| Task description |
Write out exactly the lines from the one containing "the black shoe" through the last line of the records below, including both.

***** Data provided *****

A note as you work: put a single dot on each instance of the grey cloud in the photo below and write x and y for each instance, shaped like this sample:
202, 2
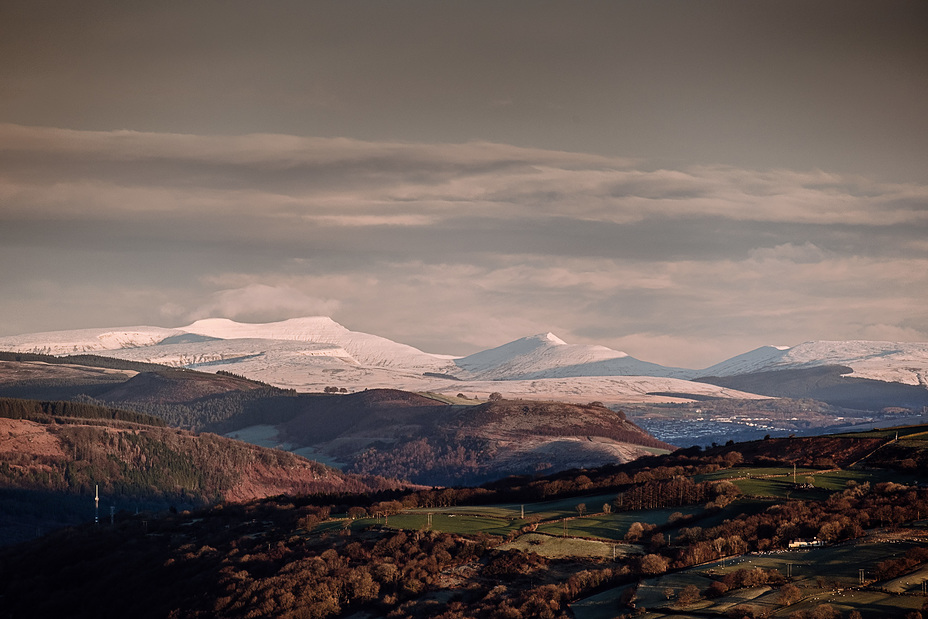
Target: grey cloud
457, 246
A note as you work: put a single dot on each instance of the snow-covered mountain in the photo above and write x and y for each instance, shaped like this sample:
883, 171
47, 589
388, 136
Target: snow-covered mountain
310, 353
548, 356
900, 362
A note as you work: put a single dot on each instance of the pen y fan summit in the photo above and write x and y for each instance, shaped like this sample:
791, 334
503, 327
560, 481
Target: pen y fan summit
308, 354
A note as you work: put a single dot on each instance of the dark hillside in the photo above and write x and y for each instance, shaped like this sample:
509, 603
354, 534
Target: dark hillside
51, 453
826, 383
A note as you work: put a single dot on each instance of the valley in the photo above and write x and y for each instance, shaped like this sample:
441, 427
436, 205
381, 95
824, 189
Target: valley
537, 479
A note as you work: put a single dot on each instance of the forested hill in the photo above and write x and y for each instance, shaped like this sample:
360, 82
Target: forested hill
53, 455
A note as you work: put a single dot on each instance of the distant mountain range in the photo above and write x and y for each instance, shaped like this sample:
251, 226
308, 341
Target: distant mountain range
309, 354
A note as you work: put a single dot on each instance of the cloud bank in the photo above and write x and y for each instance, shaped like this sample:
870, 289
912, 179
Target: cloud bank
453, 247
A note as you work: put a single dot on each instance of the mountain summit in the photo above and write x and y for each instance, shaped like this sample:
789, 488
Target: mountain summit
310, 353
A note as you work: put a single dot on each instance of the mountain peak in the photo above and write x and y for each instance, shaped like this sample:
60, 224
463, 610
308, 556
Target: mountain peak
550, 337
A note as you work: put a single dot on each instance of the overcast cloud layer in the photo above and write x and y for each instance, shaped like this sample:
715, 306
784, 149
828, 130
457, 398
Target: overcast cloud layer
680, 184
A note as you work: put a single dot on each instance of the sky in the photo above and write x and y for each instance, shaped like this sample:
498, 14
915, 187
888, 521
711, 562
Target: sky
683, 181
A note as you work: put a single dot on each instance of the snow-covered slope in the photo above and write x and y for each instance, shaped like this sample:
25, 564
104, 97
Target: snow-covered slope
313, 352
902, 362
364, 348
86, 340
547, 356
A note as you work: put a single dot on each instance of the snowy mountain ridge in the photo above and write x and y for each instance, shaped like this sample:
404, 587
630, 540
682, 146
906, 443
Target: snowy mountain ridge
306, 353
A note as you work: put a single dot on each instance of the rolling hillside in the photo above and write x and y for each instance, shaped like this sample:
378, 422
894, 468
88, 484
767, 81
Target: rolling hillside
53, 456
308, 354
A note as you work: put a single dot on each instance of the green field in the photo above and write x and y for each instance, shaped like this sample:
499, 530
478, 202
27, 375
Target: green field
544, 510
824, 575
612, 526
889, 433
564, 547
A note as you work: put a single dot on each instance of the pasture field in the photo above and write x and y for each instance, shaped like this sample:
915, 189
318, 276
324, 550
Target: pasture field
870, 604
464, 524
890, 433
611, 526
543, 510
824, 576
756, 471
838, 565
564, 547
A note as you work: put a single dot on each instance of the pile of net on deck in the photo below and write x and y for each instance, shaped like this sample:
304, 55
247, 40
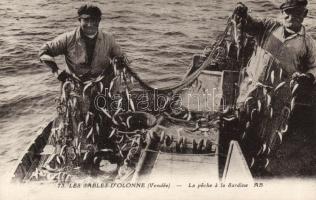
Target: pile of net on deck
102, 124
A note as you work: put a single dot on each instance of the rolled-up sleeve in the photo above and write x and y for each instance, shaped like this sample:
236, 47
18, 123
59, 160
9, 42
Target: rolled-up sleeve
311, 55
57, 46
258, 27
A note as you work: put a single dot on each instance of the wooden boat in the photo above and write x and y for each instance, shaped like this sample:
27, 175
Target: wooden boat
176, 148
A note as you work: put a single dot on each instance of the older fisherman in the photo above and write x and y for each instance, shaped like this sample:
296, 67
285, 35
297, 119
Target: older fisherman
87, 49
285, 44
284, 54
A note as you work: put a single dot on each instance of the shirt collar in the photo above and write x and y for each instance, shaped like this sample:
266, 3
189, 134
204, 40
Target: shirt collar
80, 36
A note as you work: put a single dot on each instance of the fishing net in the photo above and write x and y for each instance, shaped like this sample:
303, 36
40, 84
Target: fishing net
104, 123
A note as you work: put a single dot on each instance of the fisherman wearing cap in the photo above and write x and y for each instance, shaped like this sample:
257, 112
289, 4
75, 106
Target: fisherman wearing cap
279, 43
88, 51
284, 53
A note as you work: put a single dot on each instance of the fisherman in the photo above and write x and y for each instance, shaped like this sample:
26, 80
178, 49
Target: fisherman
284, 47
285, 43
88, 51
91, 56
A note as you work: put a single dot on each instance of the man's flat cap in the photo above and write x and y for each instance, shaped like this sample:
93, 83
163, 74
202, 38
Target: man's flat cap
293, 3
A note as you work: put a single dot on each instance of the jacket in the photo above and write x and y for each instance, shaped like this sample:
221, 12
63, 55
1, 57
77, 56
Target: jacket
72, 45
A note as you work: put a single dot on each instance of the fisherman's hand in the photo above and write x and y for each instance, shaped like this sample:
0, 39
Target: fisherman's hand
241, 10
302, 86
62, 76
52, 65
121, 61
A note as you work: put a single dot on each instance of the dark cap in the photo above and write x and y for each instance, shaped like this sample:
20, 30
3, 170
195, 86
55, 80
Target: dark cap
88, 10
293, 3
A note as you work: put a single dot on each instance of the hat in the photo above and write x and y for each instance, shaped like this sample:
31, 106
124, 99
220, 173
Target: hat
293, 3
89, 11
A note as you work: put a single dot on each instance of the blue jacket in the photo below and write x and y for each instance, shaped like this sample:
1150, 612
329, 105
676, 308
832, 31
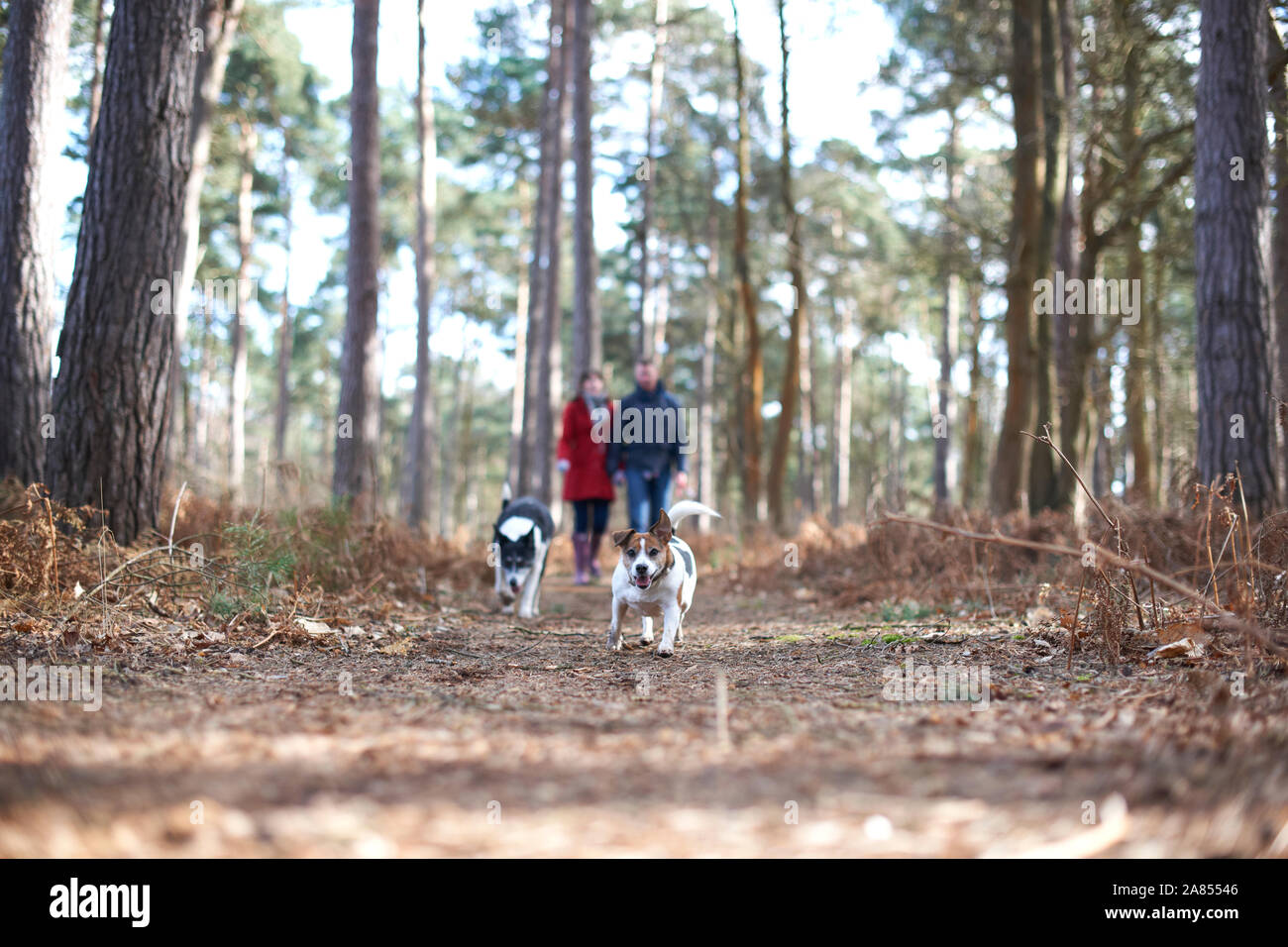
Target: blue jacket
653, 457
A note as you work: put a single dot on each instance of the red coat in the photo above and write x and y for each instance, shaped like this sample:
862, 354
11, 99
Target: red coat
587, 476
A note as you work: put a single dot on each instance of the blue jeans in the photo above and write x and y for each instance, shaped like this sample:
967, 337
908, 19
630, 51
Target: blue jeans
644, 497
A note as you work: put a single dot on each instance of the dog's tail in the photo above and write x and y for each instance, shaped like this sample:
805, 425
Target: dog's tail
688, 508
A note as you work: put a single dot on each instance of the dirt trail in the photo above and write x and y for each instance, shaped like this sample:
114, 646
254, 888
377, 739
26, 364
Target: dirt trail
468, 735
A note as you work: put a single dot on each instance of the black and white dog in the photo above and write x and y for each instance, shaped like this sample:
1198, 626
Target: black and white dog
520, 540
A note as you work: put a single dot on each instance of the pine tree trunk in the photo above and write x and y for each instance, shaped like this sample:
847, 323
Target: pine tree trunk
1013, 450
359, 423
95, 81
417, 474
755, 368
1279, 268
1065, 253
112, 394
1231, 283
535, 454
550, 368
237, 390
648, 335
218, 26
973, 446
790, 390
842, 405
1043, 475
587, 344
522, 307
948, 324
284, 338
707, 379
35, 62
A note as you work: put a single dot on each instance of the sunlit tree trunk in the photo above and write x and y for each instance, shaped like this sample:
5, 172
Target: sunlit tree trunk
111, 399
1013, 450
649, 338
790, 392
417, 476
1229, 217
248, 150
359, 421
755, 369
587, 338
35, 62
218, 26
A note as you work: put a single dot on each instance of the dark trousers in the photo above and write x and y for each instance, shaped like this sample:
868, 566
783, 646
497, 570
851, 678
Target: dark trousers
587, 512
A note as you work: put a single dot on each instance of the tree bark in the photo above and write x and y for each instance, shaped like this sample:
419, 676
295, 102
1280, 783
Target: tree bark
587, 343
707, 379
359, 423
1231, 285
417, 474
535, 449
112, 394
973, 446
790, 390
948, 324
95, 81
522, 313
755, 368
35, 62
1013, 451
648, 342
842, 406
1043, 475
218, 26
1279, 268
248, 149
284, 337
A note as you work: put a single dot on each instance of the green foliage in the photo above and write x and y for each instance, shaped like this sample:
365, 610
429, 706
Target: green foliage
257, 560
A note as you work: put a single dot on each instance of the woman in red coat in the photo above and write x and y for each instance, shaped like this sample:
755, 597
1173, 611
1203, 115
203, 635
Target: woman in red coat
583, 460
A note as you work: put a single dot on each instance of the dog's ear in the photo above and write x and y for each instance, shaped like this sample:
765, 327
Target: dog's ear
662, 527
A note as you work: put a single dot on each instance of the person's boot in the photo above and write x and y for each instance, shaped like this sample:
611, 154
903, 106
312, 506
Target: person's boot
580, 554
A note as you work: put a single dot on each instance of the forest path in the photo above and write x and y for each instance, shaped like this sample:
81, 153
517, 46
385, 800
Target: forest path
468, 735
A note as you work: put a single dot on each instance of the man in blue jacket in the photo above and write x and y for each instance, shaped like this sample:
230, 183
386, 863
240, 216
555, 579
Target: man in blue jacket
652, 433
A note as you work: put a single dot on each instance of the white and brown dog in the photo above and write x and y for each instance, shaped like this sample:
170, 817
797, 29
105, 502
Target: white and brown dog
656, 577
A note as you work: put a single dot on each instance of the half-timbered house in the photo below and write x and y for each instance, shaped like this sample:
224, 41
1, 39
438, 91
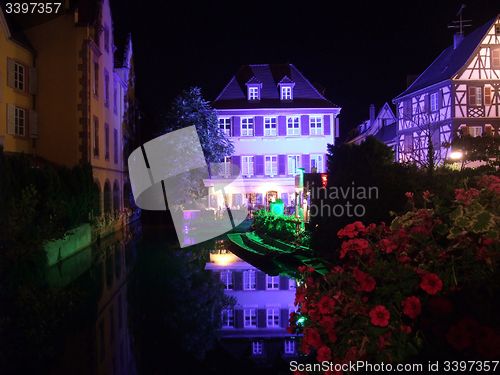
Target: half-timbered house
459, 91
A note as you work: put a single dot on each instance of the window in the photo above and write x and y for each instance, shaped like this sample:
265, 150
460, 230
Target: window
289, 346
317, 162
273, 317
293, 164
116, 146
247, 127
19, 76
225, 126
316, 125
96, 137
475, 131
247, 165
292, 126
475, 96
257, 347
106, 141
249, 318
434, 103
249, 280
272, 282
227, 318
226, 278
269, 126
271, 165
286, 93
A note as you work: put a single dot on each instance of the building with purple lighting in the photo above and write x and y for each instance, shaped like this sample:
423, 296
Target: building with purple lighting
278, 122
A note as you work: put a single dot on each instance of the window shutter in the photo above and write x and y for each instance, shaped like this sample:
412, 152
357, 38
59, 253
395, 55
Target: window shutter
306, 163
11, 80
259, 126
33, 82
304, 125
284, 318
236, 126
33, 121
259, 164
281, 164
326, 125
236, 161
11, 119
261, 318
282, 125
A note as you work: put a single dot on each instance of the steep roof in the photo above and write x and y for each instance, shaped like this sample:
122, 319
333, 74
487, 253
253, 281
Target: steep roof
305, 95
450, 61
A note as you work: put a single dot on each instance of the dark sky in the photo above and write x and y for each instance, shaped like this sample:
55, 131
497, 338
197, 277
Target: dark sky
360, 51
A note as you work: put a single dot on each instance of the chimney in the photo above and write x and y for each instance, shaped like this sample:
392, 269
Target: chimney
372, 114
457, 38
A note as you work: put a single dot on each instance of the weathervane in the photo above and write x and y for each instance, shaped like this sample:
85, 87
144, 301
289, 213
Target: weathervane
460, 23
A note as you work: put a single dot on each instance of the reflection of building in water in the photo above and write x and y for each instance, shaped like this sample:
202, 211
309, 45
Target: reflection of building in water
256, 327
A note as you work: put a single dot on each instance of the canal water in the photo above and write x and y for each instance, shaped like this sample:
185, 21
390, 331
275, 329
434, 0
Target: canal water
146, 307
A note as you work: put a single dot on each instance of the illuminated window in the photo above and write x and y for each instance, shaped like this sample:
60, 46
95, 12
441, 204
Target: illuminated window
293, 126
269, 126
226, 277
272, 282
316, 125
273, 317
271, 165
249, 280
227, 318
247, 165
247, 127
317, 162
249, 318
293, 164
225, 126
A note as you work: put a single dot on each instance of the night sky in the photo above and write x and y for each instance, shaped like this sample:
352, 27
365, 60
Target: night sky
360, 51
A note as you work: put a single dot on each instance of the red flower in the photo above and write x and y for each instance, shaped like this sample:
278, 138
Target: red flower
380, 316
431, 283
324, 354
412, 307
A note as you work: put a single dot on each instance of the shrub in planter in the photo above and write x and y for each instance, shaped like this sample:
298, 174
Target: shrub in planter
426, 287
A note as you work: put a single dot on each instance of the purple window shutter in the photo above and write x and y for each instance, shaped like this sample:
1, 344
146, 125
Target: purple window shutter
304, 125
281, 125
281, 164
326, 125
236, 126
306, 163
236, 162
259, 126
259, 161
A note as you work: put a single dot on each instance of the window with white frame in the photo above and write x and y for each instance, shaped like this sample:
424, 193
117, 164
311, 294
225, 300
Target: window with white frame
475, 131
226, 278
317, 162
225, 126
271, 165
247, 127
293, 164
269, 126
247, 165
257, 347
434, 102
289, 346
273, 317
272, 282
293, 126
249, 280
316, 125
249, 318
227, 318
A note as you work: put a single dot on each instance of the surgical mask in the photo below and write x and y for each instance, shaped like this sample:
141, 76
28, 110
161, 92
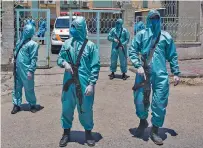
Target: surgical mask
118, 26
73, 32
155, 21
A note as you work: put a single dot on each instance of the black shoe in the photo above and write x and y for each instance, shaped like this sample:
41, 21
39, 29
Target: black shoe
33, 108
16, 109
65, 138
141, 128
124, 76
89, 138
155, 137
112, 76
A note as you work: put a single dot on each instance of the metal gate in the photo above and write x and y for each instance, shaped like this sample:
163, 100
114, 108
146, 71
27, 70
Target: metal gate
99, 23
37, 15
182, 29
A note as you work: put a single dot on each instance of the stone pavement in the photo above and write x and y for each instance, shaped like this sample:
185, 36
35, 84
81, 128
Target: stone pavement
188, 68
114, 116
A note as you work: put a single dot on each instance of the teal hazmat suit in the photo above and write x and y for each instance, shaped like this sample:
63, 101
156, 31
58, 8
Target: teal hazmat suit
159, 81
88, 73
25, 65
138, 27
124, 38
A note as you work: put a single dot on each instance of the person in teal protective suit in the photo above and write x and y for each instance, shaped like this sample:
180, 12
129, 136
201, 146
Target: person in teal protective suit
88, 73
26, 55
116, 34
42, 29
155, 71
138, 27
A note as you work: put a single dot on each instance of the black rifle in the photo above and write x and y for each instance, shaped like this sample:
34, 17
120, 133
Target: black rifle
75, 76
15, 58
146, 65
146, 83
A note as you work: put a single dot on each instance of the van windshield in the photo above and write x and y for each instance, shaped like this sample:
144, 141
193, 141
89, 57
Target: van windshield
62, 23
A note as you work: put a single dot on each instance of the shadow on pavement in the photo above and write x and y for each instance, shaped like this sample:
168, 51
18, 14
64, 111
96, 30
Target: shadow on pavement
26, 107
117, 76
162, 133
79, 137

*****

| Complete output |
A note as you work: put a single dot on each instance of the black shoe in the photo above and write x and y for each instance, shaped like this sample:
41, 21
39, 29
Target: black shoe
33, 108
16, 109
65, 138
141, 128
124, 76
89, 138
155, 137
112, 76
A note as you work: put a single dot on each instance of the metal gate in the photo above and write x and y for each instance, shaped like this sample:
163, 100
114, 108
146, 71
27, 70
Target: metal gate
99, 23
37, 15
182, 29
A note as you work: put a single dot on each instance of the stone pavement in the photo above and write x and y for each instance, shaped like this sample:
185, 36
35, 84
81, 128
Target: stone pavement
188, 68
114, 116
A note as you work: put a single dot on each instance of the teal hazmat suit in the photo above and write x and y for each instance, shaped like this sample:
63, 101
156, 31
58, 8
Target: teal hazmat suit
159, 81
88, 73
25, 65
138, 27
124, 38
A note as you work: put a single dot on each instance of the person in teal protective suit in the photo above and write x and y for each instance, shaped like this sample:
180, 12
129, 136
201, 146
Target: person in teal protective suit
88, 73
26, 55
116, 34
42, 29
155, 71
138, 27
A note as you work: put a single dot on each instance of the black rifle in the photo above and write x and y for each instance, shaped like this sample:
34, 17
120, 133
Target: black rifle
75, 76
15, 58
146, 65
146, 83
A note as you work: put a single dot on each instance of the van windshield in the photo above and write x and y for each instance, shaped like this sample:
144, 141
193, 141
89, 57
Target: van windshield
62, 23
A note as you work: put a single dot on each instance of the shadow on pavement in the photo above and write x and y for each instance, shaped like this sample:
168, 51
18, 14
64, 111
96, 30
Target: shadow on pavement
26, 107
117, 76
162, 133
79, 137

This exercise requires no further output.